- _Extrait choisi_:
━━━━━━━━━━━━━━━━━━━━

Un ami fidèle de mes dîners va fêter ses quarante ans avec quelques amis chez Bocuse. Il a rassemblé des vins parmi les plus prestigieux du millésime 1983. Il m’a demandé d’organiser la liste des vins du repas et de mettre au point le menu avec le directeur général du restaurant Bocuse, Vincent Le Roux.
Il est prévu que je dîne au restaurant la veille pour appréhender la cuisine du chef exécutif Gilles Reinhardt qui est MOF. Ce sera un dîner à trois avec celui qui sera fêté demain et un ami lyonnais amateur de vin que je connais de longue date. Je vais saluer le chef et son équipe en cuisine en lui disant que je serai heureux de bavarder avec lui après le service.
Vincent Le Roux me suggère de prendre des plats qui ne seront pas au menu demain, mais je préfère étudier deux des plats du dîner à venir. Mon programme sera donc : omble de fontaine bio, risotto végétal, jus d’arêtes au vin rouge / canette des Dombes en deux services.
Mon ami a apporté un Champagne Philipponnat Réserve Millésimée Extra-Brut L.V. 1982, L.V. signifiant Long Vieillissement. D’un parfum légèrement lacté, ce champagne est agréable mais manque un peu d’émotion. Il est rond, aimable, et s’accorde bien aux amuse-bouches délicats.
Lorsque l’omble est servi il me paraît évident qu’il faut qu’entre en scène le vin que j’ai apporté, un Moulin-à-Vent des Hospices Civils de Romanèche-Thorins 1959. Je souhaitais qu’un vin de la région vinicole la plus proche de Lyon soir mis à l’honneur. Le fait que le vin soit servi par Maxime Valéry chef sommelier du lieu, me fait plaisir, car pendant huit ans j’ai pu apprécier ce sommelier brillant à la Vague d’Or de Saint-Tropez.

━━━━━━━━━━━━━━━━━━━━

- _Entrées répertoriées_:

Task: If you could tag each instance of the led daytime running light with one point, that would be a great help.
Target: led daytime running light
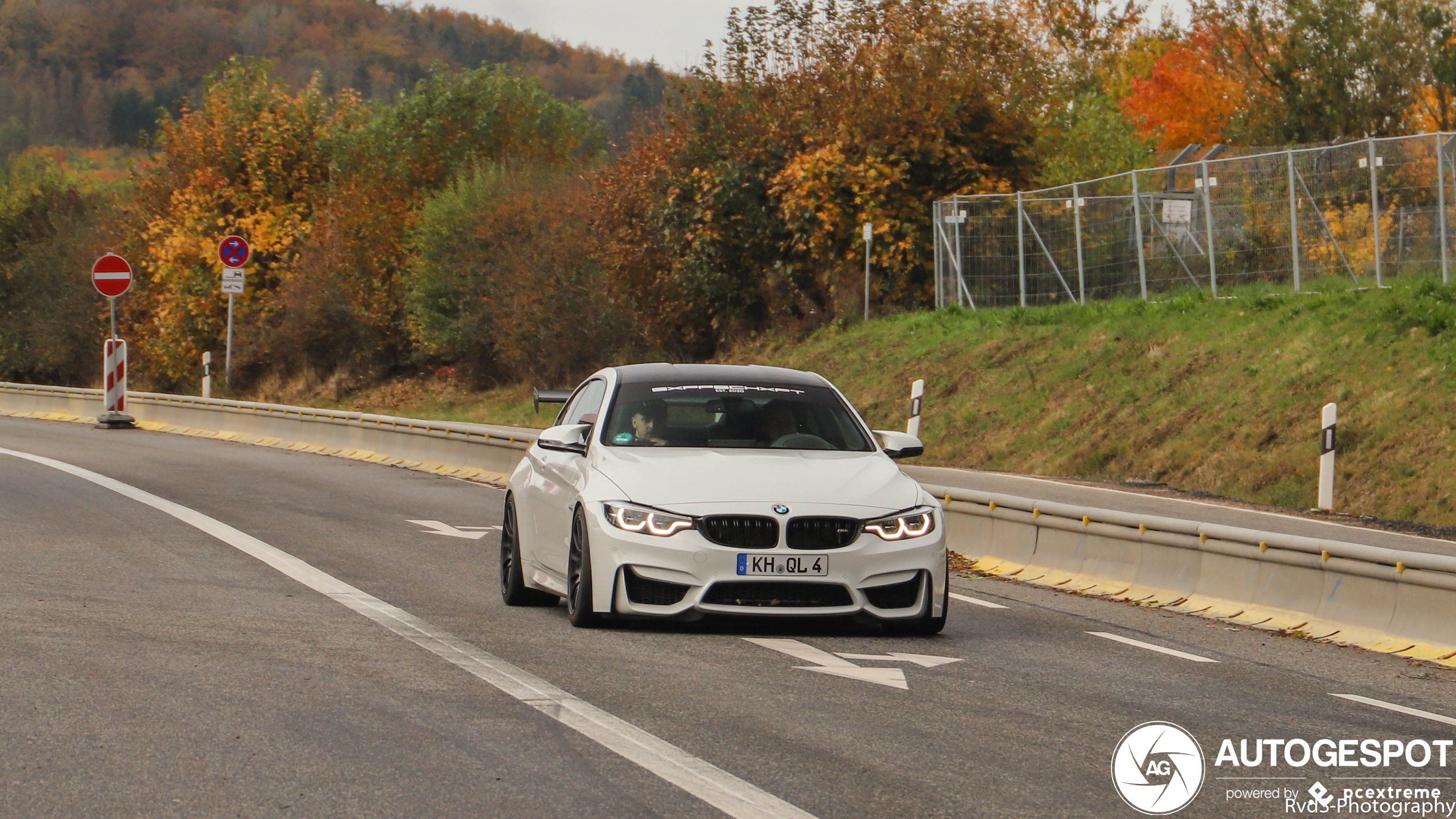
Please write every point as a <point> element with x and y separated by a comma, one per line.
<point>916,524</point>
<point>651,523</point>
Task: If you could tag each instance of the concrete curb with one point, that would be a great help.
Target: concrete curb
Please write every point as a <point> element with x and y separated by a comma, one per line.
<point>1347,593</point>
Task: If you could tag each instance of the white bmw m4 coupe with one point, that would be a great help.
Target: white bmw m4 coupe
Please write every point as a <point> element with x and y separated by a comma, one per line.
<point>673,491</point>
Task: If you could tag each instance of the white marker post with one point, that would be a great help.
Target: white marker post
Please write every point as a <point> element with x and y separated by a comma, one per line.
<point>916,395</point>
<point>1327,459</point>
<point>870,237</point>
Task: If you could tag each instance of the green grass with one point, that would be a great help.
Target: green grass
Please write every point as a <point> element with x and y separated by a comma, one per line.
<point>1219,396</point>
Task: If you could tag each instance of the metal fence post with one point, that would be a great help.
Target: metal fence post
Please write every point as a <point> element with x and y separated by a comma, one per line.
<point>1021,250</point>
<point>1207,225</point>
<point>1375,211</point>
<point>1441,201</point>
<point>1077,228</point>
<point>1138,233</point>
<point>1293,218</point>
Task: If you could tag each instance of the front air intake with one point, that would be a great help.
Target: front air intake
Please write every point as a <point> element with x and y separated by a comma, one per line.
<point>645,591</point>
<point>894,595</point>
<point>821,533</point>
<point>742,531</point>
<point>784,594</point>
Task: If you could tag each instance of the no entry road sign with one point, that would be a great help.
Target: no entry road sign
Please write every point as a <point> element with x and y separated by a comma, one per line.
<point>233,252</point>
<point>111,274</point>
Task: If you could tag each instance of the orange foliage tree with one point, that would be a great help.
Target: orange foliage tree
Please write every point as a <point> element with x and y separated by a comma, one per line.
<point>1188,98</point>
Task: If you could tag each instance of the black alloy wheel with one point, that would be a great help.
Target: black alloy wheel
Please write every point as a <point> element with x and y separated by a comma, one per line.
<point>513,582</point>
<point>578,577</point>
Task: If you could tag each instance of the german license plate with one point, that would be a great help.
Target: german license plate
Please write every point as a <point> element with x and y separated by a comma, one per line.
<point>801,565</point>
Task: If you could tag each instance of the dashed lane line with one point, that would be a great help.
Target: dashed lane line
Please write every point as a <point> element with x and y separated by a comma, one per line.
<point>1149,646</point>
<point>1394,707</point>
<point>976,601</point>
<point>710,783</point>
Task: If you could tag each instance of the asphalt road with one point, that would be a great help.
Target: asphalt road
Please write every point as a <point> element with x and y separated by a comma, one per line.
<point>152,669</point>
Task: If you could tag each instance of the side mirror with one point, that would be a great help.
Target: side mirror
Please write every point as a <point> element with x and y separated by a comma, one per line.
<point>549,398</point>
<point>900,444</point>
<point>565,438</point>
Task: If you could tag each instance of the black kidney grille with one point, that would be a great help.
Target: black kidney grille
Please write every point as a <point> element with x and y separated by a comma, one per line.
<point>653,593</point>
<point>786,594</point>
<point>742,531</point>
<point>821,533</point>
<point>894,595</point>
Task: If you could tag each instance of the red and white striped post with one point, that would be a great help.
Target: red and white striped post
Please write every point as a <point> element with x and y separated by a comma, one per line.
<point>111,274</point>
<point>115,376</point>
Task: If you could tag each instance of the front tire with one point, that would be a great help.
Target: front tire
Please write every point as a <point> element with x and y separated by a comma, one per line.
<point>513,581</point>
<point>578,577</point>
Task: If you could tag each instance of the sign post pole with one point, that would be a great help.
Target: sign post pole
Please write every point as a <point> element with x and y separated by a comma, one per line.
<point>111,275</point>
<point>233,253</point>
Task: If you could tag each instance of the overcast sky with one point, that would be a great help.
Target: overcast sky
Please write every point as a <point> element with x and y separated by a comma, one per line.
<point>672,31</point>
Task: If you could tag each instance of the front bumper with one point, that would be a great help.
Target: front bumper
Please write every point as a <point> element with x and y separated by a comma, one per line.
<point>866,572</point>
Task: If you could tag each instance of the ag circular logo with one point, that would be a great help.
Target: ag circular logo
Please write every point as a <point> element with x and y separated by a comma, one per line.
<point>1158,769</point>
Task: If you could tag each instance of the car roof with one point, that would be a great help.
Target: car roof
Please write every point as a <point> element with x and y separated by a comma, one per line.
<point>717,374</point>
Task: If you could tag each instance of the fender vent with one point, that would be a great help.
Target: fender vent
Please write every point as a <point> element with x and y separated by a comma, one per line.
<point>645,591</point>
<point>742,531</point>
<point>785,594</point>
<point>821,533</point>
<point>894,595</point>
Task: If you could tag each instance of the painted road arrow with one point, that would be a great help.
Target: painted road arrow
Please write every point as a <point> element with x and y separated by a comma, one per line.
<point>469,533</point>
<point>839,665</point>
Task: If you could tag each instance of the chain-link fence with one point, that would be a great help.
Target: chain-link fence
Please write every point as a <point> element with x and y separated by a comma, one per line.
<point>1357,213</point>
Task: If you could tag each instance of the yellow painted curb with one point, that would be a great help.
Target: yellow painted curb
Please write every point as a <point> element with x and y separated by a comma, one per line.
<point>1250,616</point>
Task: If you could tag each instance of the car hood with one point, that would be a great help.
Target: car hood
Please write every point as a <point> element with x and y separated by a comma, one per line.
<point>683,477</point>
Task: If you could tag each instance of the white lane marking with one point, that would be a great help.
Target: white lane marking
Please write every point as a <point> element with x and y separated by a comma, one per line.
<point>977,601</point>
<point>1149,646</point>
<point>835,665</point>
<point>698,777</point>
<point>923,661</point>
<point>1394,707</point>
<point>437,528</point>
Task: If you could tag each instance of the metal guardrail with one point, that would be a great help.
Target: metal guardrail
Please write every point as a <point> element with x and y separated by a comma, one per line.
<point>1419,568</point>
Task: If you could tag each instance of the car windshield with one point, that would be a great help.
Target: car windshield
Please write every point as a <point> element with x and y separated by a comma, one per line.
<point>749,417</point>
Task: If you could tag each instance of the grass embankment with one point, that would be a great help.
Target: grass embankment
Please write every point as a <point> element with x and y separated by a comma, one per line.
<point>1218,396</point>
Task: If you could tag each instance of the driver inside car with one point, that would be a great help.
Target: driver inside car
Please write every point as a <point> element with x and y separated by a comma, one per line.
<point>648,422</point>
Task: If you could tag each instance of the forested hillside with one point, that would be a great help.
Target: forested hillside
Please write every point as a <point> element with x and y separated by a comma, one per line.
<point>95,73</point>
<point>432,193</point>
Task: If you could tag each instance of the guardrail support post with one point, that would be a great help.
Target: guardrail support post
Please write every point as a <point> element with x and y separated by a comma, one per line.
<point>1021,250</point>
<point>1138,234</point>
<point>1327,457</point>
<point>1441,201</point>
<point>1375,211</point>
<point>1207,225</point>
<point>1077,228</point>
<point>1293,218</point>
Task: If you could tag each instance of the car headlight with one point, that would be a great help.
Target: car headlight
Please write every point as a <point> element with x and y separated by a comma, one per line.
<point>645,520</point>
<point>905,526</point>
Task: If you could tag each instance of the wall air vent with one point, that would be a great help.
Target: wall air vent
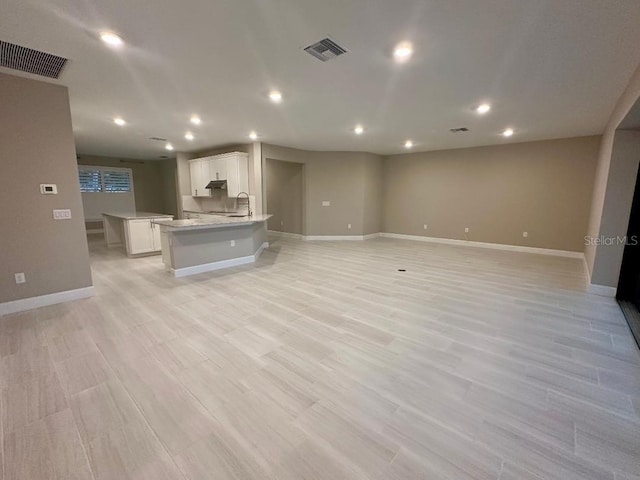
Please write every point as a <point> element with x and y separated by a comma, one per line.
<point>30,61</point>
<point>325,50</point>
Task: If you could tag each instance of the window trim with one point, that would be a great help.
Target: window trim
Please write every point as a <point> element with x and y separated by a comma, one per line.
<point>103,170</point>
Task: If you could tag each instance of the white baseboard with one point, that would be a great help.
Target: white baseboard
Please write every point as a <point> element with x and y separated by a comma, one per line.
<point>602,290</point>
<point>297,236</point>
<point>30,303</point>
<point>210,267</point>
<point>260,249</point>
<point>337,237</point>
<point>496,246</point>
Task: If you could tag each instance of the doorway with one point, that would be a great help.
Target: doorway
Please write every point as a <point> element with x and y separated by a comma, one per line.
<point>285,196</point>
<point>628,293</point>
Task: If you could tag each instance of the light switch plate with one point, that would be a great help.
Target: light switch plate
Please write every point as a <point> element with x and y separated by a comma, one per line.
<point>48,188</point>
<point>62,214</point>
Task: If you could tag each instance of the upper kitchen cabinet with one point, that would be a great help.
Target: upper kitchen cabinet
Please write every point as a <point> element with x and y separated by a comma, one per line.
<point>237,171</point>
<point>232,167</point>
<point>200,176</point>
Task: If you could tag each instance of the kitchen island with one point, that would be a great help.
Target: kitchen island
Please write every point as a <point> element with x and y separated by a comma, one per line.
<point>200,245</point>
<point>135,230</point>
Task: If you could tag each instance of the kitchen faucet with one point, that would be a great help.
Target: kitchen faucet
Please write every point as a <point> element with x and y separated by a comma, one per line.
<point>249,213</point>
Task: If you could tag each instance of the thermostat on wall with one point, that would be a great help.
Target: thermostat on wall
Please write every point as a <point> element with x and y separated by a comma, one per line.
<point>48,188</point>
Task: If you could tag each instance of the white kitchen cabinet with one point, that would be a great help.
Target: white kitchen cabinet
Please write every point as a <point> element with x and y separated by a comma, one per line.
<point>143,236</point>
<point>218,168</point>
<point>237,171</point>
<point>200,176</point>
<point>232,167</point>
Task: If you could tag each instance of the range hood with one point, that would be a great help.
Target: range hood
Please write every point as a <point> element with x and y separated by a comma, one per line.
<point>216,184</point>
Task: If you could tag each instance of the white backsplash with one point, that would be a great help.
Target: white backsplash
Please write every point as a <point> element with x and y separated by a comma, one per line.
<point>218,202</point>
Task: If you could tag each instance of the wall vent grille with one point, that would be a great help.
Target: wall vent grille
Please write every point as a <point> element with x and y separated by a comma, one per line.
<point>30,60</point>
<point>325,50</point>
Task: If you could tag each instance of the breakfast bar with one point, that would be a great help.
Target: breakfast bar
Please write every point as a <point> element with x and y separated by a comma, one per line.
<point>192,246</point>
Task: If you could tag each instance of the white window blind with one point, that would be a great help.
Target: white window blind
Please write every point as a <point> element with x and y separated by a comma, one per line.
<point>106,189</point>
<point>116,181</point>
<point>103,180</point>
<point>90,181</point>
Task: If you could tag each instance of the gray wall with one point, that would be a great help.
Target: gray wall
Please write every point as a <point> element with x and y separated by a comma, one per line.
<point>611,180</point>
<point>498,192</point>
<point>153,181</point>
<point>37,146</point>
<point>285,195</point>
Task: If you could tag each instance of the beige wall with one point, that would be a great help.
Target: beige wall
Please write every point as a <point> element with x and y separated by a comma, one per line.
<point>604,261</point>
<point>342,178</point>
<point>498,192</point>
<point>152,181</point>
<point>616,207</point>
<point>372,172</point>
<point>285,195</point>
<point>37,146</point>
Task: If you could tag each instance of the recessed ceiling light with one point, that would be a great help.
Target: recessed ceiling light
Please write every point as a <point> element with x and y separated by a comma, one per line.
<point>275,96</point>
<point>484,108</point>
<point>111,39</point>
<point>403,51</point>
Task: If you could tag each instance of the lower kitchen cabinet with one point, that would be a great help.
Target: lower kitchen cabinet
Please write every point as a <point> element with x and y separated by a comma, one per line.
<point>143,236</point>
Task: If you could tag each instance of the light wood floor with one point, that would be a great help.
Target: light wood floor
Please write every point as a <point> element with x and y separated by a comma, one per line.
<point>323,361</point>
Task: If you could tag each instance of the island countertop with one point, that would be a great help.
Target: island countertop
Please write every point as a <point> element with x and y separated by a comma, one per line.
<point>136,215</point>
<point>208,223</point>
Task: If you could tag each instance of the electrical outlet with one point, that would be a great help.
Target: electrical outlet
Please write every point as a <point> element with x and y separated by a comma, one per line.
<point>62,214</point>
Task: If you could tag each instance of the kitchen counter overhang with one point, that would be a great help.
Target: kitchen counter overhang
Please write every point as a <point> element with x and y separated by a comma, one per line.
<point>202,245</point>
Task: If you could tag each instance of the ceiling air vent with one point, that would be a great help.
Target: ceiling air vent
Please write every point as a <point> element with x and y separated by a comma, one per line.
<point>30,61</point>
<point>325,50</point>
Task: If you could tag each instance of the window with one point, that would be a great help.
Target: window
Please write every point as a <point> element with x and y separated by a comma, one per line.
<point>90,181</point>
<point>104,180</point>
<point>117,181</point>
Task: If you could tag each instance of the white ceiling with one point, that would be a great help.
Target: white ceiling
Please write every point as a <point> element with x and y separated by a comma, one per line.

━━━━━━━━━━━━━━━━━━━━

- _À compléter_:
#1 Traduisez en anglais cette phrase de l'extrait choisi : « Il est rond, aimable, et s’accorde bien aux amuse-bouches délicats. »
#2 Présentez sous forme de liste le paragraphe de l'extrait choisi qui commence par « Il est prévu que je dîne », en conservant ses faits principaux.
#3 Renvoyez sans aucune modification le passage de l'extrait choisi allant de « Vincent Le Roux me » jusqu'à « en deux services. » inclus.
Les items relevés plus haut forment un ensemble à part, distinct de l'extrait choisi.

- _Liste des réponses_:
#1 It is round, pleasant, and pairs well with the delicate amuse-bouches.

#2
- Dîner au restaurant la veille pour découvrir la cuisine du chef exécutif Gilles Reinhardt, MOF.
- Repas à trois : avec celui qui sera fêté le lendemain et un ami lyonnais amateur de vin, connu de longue date.
- Visite en cuisine pour saluer le chef et son équipe, avec la proposition de bavarder avec le chef après le service.

#3
Vincent Le Roux me suggère de prendre des plats qui ne seront pas au menu demain, mais je préfère étudier deux des plats du dîner à venir. Mon programme sera donc : omble de fontaine bio, risotto végétal, jus d’arêtes au vin rouge / canette des Dombes en deux services.